Using the article on Russia's National Settlement Depository below, please state the date on which National Depository Center was incorporated.

* _Quoted passage_:

※

= National Settlement Depository (Russia) =

The National Settlement Depository (NSD), headquartered in Moscow, is a Russian non-bank financial institution and central securities depository (CSD). It provides depository, settlement (bank account), and related services to financial market entities. Its services cover both securities listed in Russia's 2011 Federal Law "On the Central Securities Depository", and other Russian and foreign equity and debt securities. NSD is the CSD of the Russian Federation, and was assigned CSD status by the Russian Federal Financial Markets Service in 2012. It is the largest securities depository in Russia by market value of equity and debt securities held in custody, which in June 2022 were 70 trillion roubles ($1.12 trillion). It is a member of the Moscow Exchange Group. In March 2022, in the wake of the 2022 Russian invasion of Ukraine, NSD's accounts were blocked and frozen at international CSDs Euroclear Bank and Clearstream Banking SA (CSDs which together held €50tn of assets on behalf of investors). In addition, the European Union added NSD to its sanctions list, blocking NSD's accounts in euros, and in Euroclear and Clearstream; as a result, NSD could not service forex-denominated bonds issued by Russia and Russian companies. NSD suspended transactions in euros.

== History ==
On 27 June 1996, MICEX Settlement House was incorporated, which was a credit organization that provided settlement (bank account) services, including cash settlement services for trades in the financial market. MICEX Settlement House's primary business was to provide settlement services in the stock exchange markets operated by the MICEX Group.

National Depository Center (NDC) was incorporated on 21 January 1997. NDC was established to serve as the principal securities depository in the government securities market, and started acting in such capacity in March 1998. The same year, NDC started providing services for corporate, sub-federal, and municipal securities. NDC gained the leading position in the Russian debt securities market, and then started growing the scope of transactions with shares, investment units, and Eurobonds. As a result, NDC became the largest Russian settlement depository by value of assets in custody, and the only Russian settlement depository that covered all types of Russian equity and debt securities.

※

* _Provided information_:
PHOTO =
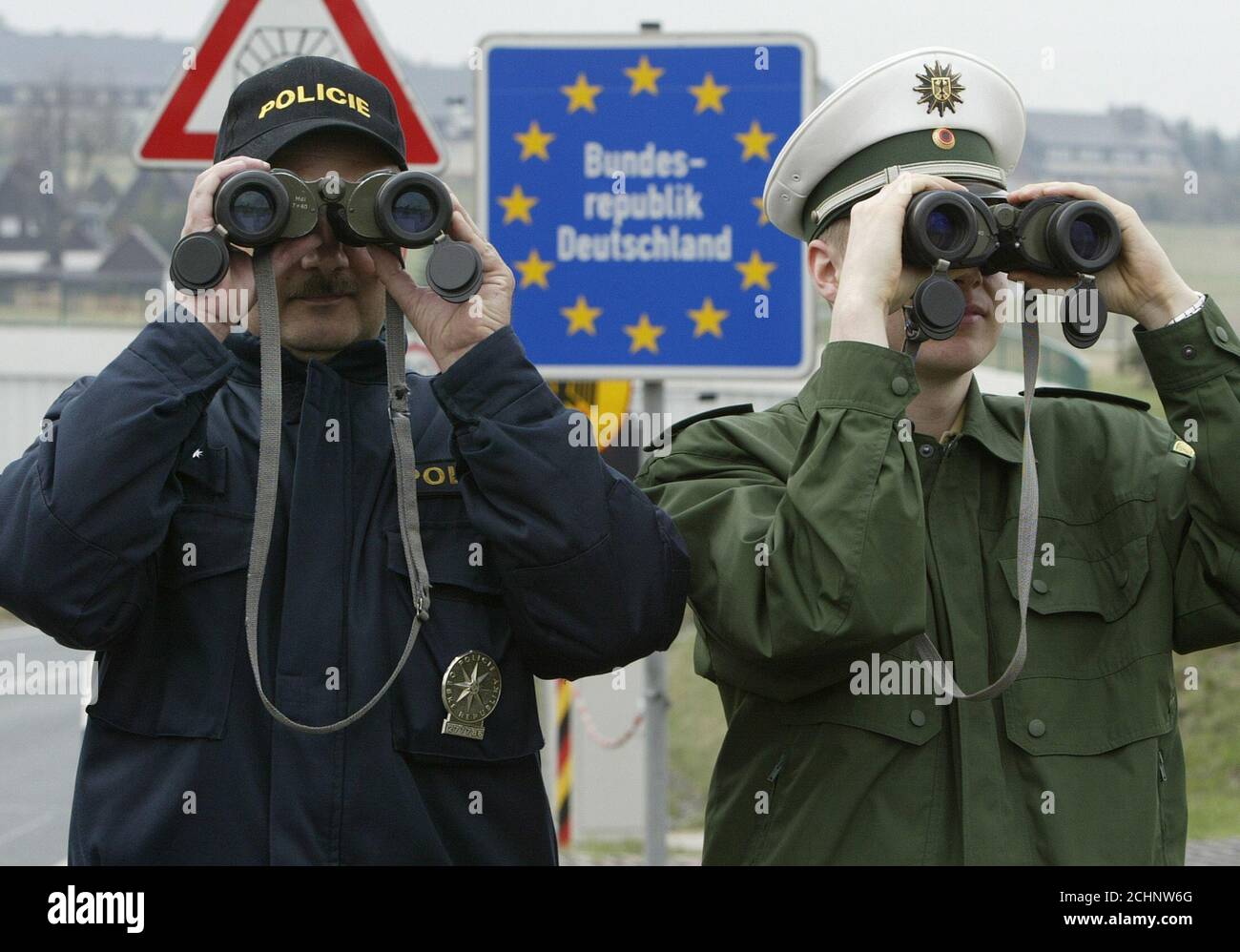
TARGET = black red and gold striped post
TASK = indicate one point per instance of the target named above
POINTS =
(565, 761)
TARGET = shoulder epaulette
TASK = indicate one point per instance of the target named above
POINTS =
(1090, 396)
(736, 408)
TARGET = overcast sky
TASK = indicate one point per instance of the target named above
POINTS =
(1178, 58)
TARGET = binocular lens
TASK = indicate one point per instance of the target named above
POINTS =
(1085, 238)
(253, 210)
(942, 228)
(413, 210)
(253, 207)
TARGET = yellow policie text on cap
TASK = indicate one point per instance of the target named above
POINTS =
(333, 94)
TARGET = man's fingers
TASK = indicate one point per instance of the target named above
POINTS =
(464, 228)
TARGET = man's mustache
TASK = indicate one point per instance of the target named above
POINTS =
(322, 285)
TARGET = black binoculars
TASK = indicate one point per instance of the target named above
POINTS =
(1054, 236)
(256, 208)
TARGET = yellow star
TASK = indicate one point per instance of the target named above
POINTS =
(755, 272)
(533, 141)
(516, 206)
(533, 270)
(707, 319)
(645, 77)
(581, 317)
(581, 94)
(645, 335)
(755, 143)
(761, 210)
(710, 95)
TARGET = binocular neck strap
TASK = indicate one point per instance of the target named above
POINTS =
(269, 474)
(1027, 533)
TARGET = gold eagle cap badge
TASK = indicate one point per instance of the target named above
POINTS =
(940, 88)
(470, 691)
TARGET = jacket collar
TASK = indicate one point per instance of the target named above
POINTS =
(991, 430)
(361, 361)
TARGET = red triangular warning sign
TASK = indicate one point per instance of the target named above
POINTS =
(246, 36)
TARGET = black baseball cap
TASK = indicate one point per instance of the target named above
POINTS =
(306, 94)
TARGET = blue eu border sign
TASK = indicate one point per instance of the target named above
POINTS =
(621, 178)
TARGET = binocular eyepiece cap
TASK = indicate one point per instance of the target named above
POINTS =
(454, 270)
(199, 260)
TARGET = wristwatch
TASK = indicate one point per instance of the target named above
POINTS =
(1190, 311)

※

* _Answer to the task_: 21 January 1997